» Text segment
The '--task' passed was 'misc' or 'misc-recursive', or was automatically determined to be that
The '--input_path' points to a directory containing some number of files/folders. Files will have their types automatically detected, while folders are always assumed to be project folders (See the 'Project' subsection).

The 'id' column for files/projects will be built off of their filepaths relative to the '--input_path' directory like so:

source code/binaries: 'file@[filepath]' where '[filepath]' is the path to that file relative to the '--input_path' directory
tabular data: 'tabular@[filepath]-[id]' where '[filepath]' is the path to that file relative to the '--input_path' directory and '[id]' is the value of the 'id' column in the tabular data
projects: 'project@[folderpath]-[binaryfilename]' where '[folderpath]' is the path to that project's folder relative to the '--inputpath' directory and '[binary_filename]' is the name of the compiled binary built by that project (NOTE: it's possible for a project to build multiple binaries)

Note on symlinks:

Whenever symlinks are present (either within a project folder, or when CAP-ing a standalone file), the resolved symlink paths will be added as bound directories when using containers automatically. This will apply recursively to project folders.

Languages and File Types

CAP currently has built-in support for a few programming languages and file types (though, others may be added somewhat easily, see the 'Extend Me' section for more info).

» Written instruction 1
Count the lines in the rows below that contain the string "blade", treating case as significant, and give only the number.
» Written instruction 2
Continue the CAP input-path documentation after its last sentence.

» Given records
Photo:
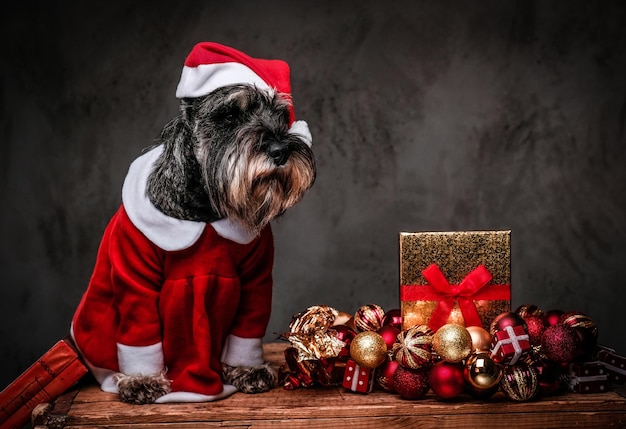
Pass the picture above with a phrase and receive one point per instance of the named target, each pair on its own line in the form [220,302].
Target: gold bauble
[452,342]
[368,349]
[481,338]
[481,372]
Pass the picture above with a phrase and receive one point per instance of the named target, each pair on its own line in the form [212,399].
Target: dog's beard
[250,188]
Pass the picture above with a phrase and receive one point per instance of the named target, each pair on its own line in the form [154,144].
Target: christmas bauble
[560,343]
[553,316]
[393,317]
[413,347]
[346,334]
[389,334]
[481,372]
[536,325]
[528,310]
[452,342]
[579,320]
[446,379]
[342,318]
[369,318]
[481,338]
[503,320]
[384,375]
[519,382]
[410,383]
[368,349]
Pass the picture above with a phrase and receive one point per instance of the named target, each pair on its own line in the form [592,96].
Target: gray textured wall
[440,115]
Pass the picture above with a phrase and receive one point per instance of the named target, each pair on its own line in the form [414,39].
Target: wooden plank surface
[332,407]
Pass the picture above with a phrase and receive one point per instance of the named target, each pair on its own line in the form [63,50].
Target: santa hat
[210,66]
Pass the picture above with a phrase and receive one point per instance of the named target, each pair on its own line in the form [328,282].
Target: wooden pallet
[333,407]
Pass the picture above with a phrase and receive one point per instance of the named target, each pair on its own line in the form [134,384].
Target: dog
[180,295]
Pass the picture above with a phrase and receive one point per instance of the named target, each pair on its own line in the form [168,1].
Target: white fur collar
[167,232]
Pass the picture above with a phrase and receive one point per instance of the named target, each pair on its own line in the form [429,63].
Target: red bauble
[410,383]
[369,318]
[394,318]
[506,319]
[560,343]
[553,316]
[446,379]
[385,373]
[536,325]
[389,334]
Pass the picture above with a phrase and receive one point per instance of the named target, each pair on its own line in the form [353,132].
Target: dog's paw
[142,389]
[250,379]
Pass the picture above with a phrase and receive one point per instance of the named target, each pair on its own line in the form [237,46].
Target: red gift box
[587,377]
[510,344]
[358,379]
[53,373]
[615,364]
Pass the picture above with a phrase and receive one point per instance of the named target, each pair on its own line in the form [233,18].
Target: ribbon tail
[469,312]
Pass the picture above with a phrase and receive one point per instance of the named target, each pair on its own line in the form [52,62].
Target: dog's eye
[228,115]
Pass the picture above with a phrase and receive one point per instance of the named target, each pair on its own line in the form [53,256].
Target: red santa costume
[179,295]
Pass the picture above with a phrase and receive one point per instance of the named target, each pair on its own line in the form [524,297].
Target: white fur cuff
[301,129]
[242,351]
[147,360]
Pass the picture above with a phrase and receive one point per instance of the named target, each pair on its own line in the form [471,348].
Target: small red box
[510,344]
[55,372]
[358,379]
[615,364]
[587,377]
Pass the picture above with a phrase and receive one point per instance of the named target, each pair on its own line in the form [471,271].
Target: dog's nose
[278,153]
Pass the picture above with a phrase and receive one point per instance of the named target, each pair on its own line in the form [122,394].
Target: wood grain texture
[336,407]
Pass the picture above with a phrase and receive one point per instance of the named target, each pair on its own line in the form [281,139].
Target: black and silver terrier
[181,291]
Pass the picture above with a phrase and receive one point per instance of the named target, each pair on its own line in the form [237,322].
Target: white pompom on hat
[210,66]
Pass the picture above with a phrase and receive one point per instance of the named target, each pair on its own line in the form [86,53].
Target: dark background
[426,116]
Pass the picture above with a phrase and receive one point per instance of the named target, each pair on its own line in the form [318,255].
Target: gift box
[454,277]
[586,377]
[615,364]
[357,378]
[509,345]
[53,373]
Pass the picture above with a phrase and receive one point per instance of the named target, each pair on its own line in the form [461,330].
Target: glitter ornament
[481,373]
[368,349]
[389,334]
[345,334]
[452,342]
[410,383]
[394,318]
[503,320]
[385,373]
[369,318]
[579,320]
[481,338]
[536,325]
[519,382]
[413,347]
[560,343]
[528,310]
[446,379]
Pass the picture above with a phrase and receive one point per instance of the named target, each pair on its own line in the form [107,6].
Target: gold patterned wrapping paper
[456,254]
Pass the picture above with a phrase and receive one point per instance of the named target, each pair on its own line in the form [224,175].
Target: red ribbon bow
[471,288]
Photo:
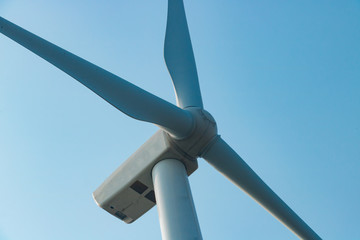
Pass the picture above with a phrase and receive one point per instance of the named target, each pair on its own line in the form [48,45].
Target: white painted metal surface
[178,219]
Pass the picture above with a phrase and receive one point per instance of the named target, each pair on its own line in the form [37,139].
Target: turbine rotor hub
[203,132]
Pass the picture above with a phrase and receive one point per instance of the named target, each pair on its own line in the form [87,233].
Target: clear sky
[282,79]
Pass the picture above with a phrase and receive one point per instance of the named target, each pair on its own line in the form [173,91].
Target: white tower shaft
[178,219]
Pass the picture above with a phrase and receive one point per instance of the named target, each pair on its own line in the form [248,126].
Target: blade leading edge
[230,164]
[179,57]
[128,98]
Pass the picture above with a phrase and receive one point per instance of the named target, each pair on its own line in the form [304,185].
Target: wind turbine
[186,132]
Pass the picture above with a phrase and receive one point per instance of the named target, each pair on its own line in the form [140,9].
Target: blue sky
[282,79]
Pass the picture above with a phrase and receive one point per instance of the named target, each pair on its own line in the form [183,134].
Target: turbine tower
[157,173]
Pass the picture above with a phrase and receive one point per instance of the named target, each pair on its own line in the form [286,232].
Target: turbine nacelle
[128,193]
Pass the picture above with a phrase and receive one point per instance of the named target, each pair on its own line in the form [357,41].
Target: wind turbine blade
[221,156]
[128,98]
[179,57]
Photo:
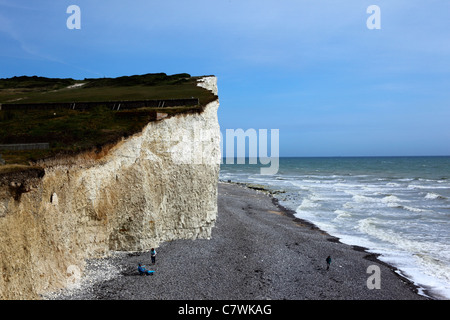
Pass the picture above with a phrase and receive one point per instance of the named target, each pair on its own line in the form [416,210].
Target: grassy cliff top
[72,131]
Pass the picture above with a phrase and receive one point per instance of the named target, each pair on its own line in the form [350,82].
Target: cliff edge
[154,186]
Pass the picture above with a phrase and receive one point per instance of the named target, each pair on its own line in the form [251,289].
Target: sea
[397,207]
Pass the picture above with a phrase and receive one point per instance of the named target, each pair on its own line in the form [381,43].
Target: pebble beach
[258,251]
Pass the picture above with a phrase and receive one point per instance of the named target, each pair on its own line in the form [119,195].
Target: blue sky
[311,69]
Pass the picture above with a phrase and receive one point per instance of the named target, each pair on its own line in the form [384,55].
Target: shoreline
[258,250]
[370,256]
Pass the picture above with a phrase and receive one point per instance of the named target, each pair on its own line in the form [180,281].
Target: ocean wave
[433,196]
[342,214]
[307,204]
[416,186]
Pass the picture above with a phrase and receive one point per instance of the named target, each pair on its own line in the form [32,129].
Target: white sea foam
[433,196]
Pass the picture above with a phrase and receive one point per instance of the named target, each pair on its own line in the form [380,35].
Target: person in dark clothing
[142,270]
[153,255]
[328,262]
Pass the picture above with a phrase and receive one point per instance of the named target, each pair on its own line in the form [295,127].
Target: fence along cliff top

---

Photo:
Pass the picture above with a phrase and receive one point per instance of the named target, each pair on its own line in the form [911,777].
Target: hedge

» Written reply 1
2

» Written reply 2
Programming Languages

The following programming languages can be CAP-ed (assuming the relevant containers exist) without any modification to CAP:

'c', 'c++': C and C++ programming languages
'java': Java programming language

These can be automatically detected as source code files as well as handled during compilation and analysis.

Binary Types

These are not currently used, however we can currently automatically detect the following binary types based on their 'magic' bytes:

'elf': ELF files
'pe': Windows PE files
'macho': MacOS MachO files
'java': Java Classfiles

Tabular Types

The following tabular data types can be automatically detected and handled:

'csv': CSV files
'parquet': Parquet files

Project Types

The following project build types are available:

'cap': allows for fine-grained control over what happens based on a CAP.json file located in the directory
'cmake': blah blah blah

Precomputed Tokens

The '--atomicdatadir' folder can contain precomputed tokens used for doing BinCFG postprocessing (creating CFG's, MemCFG's, etc.). These precomputed token files should have their names start with "precomputed_tokens", and should be pickle files containing a 2-tuple of (norm, tokens), where 'norm' is the BinCFG normalizer used and 'tokens' is a dictionary mapping string tokens to their integer value. These are useful as the default AtomicTokenDict in BinCFG can be slow when trying to atomically update the token dictionary file for many tokens/processes at once. Having a good chunk of the tokens precomputed can reduce the number of atomic updates required by a lot.

Output Data

Most output data will appear in the '--outputdir' directory. Each running process will output its own data into one or more parquet files. It will save data in chunks, saving to a new file every time the current chunk begins to take up too much memory. Each file will have filepath "[outputdir]/[execuid]-[taskid]-[saveidx].parquet", where 'taskid' is the id (integer) of the current process's task (in case you are using multithreading/multi-node), and 'save_idx' is the index of the current chunk of data being saved. The parquet file can have the following columns:

'id': the id of the datapoint, usually either int or string
'analyzer': the string name of the analyzer used, or None if no analysis was performed or an error occurred before or during analysis.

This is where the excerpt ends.